— Extrait —

'''

Alors, prenons un instant de recul et réfléchissons : comment ces faits-divers peuvent-ils expliquer en quoi que ce soit les menaces de faillite qui planent sur l’économie mondiale ? Aussi révoltantes que puissent être ces magouilles de plusieurs milliards de dollars quand des millions de personnes meurent de faim à travers le monde, aussi cyniques et honteux puissent être les propos tenus par Alesio Rastani sur la BBC quand il dit espérer un krach boursier pour spéculer et s’enrichir, il n’y a là rien qui justifie en profondeur l’ampleur de la crise économique mondiale qui touche actuellement tous les secteurs et tous les pays. Les capitalistes, qu’ils soient banquiers ou capitaines d’industrie, sont depuis toujours à la recherche du profit maximum sans jamais se soucier du bien-être de l’humanité. Il n’y a là rien de nouveau. Le capitalisme est un système d’exploitation inhumain depuis sa naissance. Le pillage barbare et sanguinaire des populations d’Afrique et d’Asie au xviiie et au xixe siècles en constitue une preuve tragique. La voyoucratie des traders et des banques n’explique donc rien de la crise actuelle. Si les escroqueries financières entraînent aujourd’hui des pertes colossales et mettent parfois en péril l’équilibre des banques, c’est en réalité à cause de leur fragilité induite par la crise et non l’inverse. Si, par exemple, Lehman Brothers a fait faillite en 2008, ce n’est pas à cause de l’irresponsabilité de sa politique d’investissement mais parce que le marché de l’immobilier américain s’est effondré lors de l’été 2007 et que cette banque s’est retrouvée avec des monceaux de créances sans aucune valeur. Avec la crise des subprimes, les ménages américains endettés se sont révélés être insolvables et tout le monde a alors pris conscience que les prêts accordés ne seraient jamais remboursés.
“C’est la faute aux agences de notation” : comment accuser le thermomètre en cas de fièvre
Les agences de notation sont, elles aussi, sous le feu croisé des critiques. Fin 2007, elles étaient taxées d’incompétence pour avoir négligé le poids des dettes souveraines des Etats. Aujourd’hui, elles sont accusées au contraire de trop pointer du doigt ces mêmes dettes souveraines de la zone euro (pour Moody’s) et des Etats-Unis (pour Standard & Poor’s).

'''

Selon l'extrait sur la crise économique mondiale, pourquoi Lehman Brothers a-t-il fait faillite en 2008 ? Appuyez-vous uniquement sur l'extrait pour répondre.

[Données d'ancrage d'objets en langage naturel]
'''

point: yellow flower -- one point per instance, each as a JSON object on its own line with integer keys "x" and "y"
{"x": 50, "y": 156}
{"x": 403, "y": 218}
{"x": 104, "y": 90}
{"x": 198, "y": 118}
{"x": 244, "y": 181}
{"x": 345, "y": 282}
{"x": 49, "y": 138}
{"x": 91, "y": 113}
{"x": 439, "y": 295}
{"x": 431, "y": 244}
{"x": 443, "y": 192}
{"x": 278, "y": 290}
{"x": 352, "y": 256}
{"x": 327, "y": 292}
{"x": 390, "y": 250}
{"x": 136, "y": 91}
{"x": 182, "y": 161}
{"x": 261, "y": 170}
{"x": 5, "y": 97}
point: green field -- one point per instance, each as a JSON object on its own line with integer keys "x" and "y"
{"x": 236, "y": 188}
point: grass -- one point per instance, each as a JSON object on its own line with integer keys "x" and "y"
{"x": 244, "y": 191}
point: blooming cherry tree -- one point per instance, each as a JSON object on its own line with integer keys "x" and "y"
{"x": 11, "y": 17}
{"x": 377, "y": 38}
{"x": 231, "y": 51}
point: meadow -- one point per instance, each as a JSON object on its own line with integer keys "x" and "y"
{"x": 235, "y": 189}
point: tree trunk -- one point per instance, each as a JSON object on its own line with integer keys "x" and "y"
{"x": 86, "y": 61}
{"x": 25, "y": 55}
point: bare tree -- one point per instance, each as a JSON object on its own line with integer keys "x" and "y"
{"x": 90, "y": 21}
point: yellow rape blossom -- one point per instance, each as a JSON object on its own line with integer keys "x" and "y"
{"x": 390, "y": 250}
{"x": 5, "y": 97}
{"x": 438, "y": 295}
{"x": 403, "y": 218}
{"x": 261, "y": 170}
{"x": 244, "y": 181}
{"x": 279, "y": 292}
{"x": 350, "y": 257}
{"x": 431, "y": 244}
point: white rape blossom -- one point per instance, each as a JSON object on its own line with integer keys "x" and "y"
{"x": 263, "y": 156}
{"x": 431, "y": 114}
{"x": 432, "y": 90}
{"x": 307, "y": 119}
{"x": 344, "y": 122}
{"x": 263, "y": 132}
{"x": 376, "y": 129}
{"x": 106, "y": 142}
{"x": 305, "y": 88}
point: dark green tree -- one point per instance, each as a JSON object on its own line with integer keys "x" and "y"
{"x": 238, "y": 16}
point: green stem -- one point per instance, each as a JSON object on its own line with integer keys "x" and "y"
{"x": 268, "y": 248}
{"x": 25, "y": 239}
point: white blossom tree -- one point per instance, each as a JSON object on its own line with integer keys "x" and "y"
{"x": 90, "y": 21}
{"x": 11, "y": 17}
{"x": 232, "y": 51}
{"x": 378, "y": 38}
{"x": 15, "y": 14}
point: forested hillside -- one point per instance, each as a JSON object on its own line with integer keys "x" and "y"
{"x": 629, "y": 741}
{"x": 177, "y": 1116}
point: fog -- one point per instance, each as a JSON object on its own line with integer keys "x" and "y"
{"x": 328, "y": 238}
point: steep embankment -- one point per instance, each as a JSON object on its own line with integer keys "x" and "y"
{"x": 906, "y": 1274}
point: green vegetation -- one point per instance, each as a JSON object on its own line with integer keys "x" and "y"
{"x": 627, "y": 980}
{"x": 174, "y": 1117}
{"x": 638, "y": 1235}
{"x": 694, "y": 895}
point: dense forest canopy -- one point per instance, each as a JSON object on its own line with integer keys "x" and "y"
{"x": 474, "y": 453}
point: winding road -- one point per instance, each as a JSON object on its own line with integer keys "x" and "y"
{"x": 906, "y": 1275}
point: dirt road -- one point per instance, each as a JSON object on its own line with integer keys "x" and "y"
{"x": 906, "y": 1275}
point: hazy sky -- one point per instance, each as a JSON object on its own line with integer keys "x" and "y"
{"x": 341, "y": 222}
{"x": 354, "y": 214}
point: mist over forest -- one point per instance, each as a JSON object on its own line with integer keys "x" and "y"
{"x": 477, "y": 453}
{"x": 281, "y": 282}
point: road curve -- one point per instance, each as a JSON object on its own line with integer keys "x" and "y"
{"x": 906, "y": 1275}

'''
'''

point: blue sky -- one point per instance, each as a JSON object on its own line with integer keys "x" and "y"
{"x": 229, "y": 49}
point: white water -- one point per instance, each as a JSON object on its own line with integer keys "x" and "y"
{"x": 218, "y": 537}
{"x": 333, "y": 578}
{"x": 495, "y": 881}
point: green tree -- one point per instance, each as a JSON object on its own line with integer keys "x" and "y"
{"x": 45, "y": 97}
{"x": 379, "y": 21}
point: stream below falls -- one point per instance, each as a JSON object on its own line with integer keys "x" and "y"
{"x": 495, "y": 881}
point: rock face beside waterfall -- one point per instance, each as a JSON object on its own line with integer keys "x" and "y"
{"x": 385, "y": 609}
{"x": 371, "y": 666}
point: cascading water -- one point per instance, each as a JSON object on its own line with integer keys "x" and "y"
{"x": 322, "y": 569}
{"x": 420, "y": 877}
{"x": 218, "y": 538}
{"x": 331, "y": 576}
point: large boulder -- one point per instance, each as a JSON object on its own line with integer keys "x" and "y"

'''

— Réponse attendue —
Le marché de l'immobilier américain s'est effondré à l'été 2007, et la banque s'est retrouvée avec des monceaux de créances sans aucune valeur.